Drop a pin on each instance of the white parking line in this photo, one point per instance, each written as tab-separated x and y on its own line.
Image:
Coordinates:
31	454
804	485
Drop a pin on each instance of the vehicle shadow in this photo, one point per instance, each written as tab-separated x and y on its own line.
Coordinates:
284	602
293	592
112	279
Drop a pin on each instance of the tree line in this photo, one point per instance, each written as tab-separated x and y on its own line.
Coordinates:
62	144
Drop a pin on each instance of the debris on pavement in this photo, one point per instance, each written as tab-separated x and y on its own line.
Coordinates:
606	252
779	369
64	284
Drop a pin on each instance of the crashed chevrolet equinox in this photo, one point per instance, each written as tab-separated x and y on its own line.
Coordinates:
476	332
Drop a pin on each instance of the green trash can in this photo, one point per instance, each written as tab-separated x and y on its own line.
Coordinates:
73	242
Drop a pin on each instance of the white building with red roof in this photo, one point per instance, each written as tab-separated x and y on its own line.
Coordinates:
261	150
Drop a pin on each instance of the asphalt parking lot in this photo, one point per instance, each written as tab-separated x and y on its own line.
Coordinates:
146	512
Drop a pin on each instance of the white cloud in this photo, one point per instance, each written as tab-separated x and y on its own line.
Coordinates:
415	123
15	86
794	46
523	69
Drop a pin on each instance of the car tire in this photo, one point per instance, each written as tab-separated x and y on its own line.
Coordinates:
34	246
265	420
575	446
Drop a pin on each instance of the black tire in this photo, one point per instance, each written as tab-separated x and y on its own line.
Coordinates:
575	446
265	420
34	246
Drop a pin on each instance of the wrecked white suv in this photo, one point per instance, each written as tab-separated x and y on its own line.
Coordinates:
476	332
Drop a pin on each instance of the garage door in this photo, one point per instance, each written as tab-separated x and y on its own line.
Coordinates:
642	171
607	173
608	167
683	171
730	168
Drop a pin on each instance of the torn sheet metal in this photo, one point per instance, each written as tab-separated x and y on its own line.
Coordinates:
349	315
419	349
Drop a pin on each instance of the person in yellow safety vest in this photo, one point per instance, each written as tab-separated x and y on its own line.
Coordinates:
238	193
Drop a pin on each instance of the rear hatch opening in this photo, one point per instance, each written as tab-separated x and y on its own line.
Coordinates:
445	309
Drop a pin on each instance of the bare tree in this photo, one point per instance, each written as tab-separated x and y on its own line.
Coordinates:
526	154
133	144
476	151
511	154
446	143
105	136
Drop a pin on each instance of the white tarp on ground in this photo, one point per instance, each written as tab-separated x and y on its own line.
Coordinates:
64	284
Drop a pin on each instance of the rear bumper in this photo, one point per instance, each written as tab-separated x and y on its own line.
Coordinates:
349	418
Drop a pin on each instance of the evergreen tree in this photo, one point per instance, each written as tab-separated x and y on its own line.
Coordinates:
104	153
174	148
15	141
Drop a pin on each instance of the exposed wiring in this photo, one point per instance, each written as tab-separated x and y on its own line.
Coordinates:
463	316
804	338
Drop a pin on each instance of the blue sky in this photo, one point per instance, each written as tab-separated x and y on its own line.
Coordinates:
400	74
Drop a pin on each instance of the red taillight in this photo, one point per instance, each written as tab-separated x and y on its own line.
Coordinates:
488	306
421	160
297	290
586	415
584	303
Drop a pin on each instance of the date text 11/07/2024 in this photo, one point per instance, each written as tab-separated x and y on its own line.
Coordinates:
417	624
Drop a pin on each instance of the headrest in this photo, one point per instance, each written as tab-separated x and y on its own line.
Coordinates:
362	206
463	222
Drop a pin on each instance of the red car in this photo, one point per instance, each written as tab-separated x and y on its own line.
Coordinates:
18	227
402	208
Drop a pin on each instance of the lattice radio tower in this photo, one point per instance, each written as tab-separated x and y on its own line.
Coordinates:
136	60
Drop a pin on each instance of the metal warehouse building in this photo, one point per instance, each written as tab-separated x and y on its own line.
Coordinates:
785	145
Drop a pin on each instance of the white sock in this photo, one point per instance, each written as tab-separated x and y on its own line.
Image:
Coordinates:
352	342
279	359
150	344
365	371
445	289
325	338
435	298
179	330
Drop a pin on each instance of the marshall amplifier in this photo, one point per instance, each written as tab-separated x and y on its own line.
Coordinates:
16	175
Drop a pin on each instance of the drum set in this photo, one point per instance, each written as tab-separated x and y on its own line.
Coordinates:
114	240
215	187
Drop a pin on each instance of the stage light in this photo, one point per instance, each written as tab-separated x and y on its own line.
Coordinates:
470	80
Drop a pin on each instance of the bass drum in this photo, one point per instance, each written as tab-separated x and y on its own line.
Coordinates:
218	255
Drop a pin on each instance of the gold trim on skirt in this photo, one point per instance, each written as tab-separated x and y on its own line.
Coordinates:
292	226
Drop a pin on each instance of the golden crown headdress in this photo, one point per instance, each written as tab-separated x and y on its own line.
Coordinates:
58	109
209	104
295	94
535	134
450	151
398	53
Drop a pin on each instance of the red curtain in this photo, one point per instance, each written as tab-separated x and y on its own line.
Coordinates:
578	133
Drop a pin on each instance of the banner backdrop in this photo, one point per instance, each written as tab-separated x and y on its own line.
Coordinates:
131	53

═══

◆ What is required ◆
Convert every line of the records above into a JSON array of strings, one string per line, with blank lines omitted.

◆ Exercise result ◆
[
  "Drop a pin on each instance of the white parking line in this photo, one point per instance, each written as tab-separated x and y on its own line.",
  "Image:",
  "Coordinates:",
  "31\t454",
  "804\t485",
  "Drop a pin on each instance of the vehicle shadow in this photo, one point per instance, each written as tab-separated x and y on its own line.",
  "Coordinates:",
  "284\t602",
  "293\t592",
  "112\t279",
  "Drop a pin on each instance of the tree line in this photo, one point per instance, each written as tab-separated x and y on its own line.",
  "Coordinates:",
  "62\t144",
  "Drop a pin on each instance of the debris on pavement in this photo, one point per instance, each written as tab-separated x and y on its own line.",
  "Coordinates:",
  "606\t252",
  "779\t369",
  "64\t284",
  "Drop a pin on each instance of the crashed chevrolet equinox in this photo, one point per instance, each written as tab-separated x and y on its own line.",
  "Coordinates:",
  "476\t332",
  "Drop a pin on each instance of the green trash can in this photo, one point per instance, each written as tab-separated x and y on its own line.",
  "Coordinates:",
  "73\t242",
  "Drop a pin on each instance of the white building with red roof in this photo, one point per instance, each written as tab-separated x and y on its own line.",
  "Coordinates:",
  "261\t150",
  "Drop a pin on each instance of the asphalt parking lot in this photo, one point per instance, each written as tab-separated x and y on its own line.",
  "Coordinates:",
  "146\t512",
  "Drop a pin on each instance of the white cloud in this photo, one point per instance, each written as tab-separated x and y on its own line.",
  "Coordinates:",
  "415\t123",
  "15\t86",
  "794\t46",
  "523\t69",
  "Drop a pin on each instance of the car tire in this photo, one point per instance, each written as tab-separated x and y on its own line.",
  "Coordinates:",
  "34\t246",
  "265\t420",
  "575\t446",
  "Drop a pin on each instance of the black tire in this photo, one point per instance, each written as tab-separated x and y on its own line.",
  "Coordinates:",
  "575\t446",
  "265\t420",
  "34\t246",
  "Drop a pin on each instance of the wrecked white suv in this photo, one point per instance, each written as tab-separated x and y on its own line.",
  "Coordinates:",
  "476\t332",
  "Drop a pin on each instance of the garage door in this photo, one point per instance, each written as tab-separated x and y on its own line.",
  "Coordinates:",
  "642\t171",
  "607\t173",
  "608\t167",
  "683\t171",
  "730\t168",
  "Drop a pin on each instance of the torn sheet metal in this photo, one point per instance, each written as tab-separated x and y on its own line.",
  "Coordinates:",
  "349\t315",
  "419\t349",
  "Drop a pin on each instance of the person in yellow safety vest in this photo, one point per instance, each written as tab-separated x and y on its own line.",
  "Coordinates:",
  "238\t193",
  "Drop a pin on each instance of the rear hatch opening in this photo, one point per instance, each written as tab-separated x and y on its own line.",
  "Coordinates:",
  "445\t309",
  "Drop a pin on each instance of the bare tree in this photo, one point per instance, each written as tab-separated x and y on its own line.",
  "Coordinates:",
  "526\t154",
  "133\t144",
  "476\t151",
  "511\t154",
  "446\t143",
  "105\t136",
  "Drop a pin on each instance of the white tarp on ground in this photo, one point per instance, each written as tab-separated x and y on its own line.",
  "Coordinates:",
  "64\t284",
  "Drop a pin on each instance of the rear bumper in this photo, one point per instance, each written as tab-separated x and y on its own line.",
  "Coordinates:",
  "349\t418",
  "Drop a pin on each instance of the evergreen tree in this photo, one point per instance, each written as tab-separated x and y on its own line.",
  "Coordinates:",
  "104\t153",
  "174\t148",
  "15\t141",
  "Drop a pin on each instance of the exposed wiring in this photo, one point per instance, each written as tab-separated x and y on its own line.",
  "Coordinates:",
  "463\t316",
  "804\t338",
  "Drop a pin on each instance of the blue sky in this photo, one point per instance, each written as tab-separated x and y on its own line.",
  "Coordinates:",
  "400\t74",
  "Drop a pin on each instance of the red taillight in this photo, one point per instance, each written as tab-separated x and y on its own line.",
  "Coordinates:",
  "488\t306",
  "421\t160",
  "297\t290",
  "586\t415",
  "584\t303",
  "Drop a pin on each instance of the date text 11/07/2024 in this photo, one point per instance, each written as tab-separated x and y on its own line.",
  "Coordinates:",
  "417\t624",
  "Drop a pin on each instance of the headrest in this photo, one point per instance, each written as tab-separated x and y on its own line.",
  "Coordinates:",
  "362\t206",
  "463\t222",
  "Drop a pin on each instance of the red car in this photo, one point per instance, each written as tab-separated x and y on its own line.",
  "Coordinates:",
  "18\t227",
  "402\t208",
  "Drop a pin on each instance of the lattice radio tower in this photo, one point per instance, each written as tab-separated x and y on its own line.",
  "Coordinates:",
  "136\t60",
  "Drop a pin on each instance of the metal warehouse building in this photo, one point per instance, each written as tab-separated x and y on its own line.",
  "Coordinates:",
  "785\t145",
  "Drop a pin on each instance of the white sock in this photo, one point per instance, each written as tab-separated x and y on its own line.",
  "Image:",
  "Coordinates:",
  "352\t342",
  "279\t359",
  "150\t344",
  "365\t371",
  "445\t289",
  "325\t338",
  "435\t298",
  "179\t330",
  "Drop a pin on each instance of the marshall amplifier in this photo, one point per instance, each written as tab-separated x and y on its own line.",
  "Coordinates:",
  "16\t175",
  "Drop a pin on each instance of the drum set in this photo, one point per instance, each written as tab-separated x and y on its own line.",
  "Coordinates:",
  "114\t240",
  "215\t187",
  "Drop a pin on each instance of the stage light in this photo, one point per instance, each written as tab-separated x and y on its own line.",
  "Coordinates:",
  "470\t80",
  "Drop a pin on each instance of the bass drum in this photo, one point per instance, each written as tab-separated x and y on its own line.",
  "Coordinates:",
  "218\t255",
  "Drop a pin on each instance of the gold trim on skirt in this photo, one point per instance, each written as tab-separated x and y on its own line.",
  "Coordinates:",
  "292\t226",
  "Drop a pin on each instance of the golden crown headdress in this photo, one point per instance, each written as tab-separated x and y on its own line.",
  "Coordinates:",
  "58\t109",
  "209\t104",
  "295\t94",
  "535\t134",
  "450\t151",
  "398\t53",
  "Drop a pin on each instance of the red curtain in this photo, one point per instance, each written as tab-separated x and y on its own line.",
  "Coordinates:",
  "578\t133",
  "Drop a pin on each instance of the banner backdrop in this photo, one point per instance, each written as tab-separated x and y on its own line.",
  "Coordinates:",
  "131\t53"
]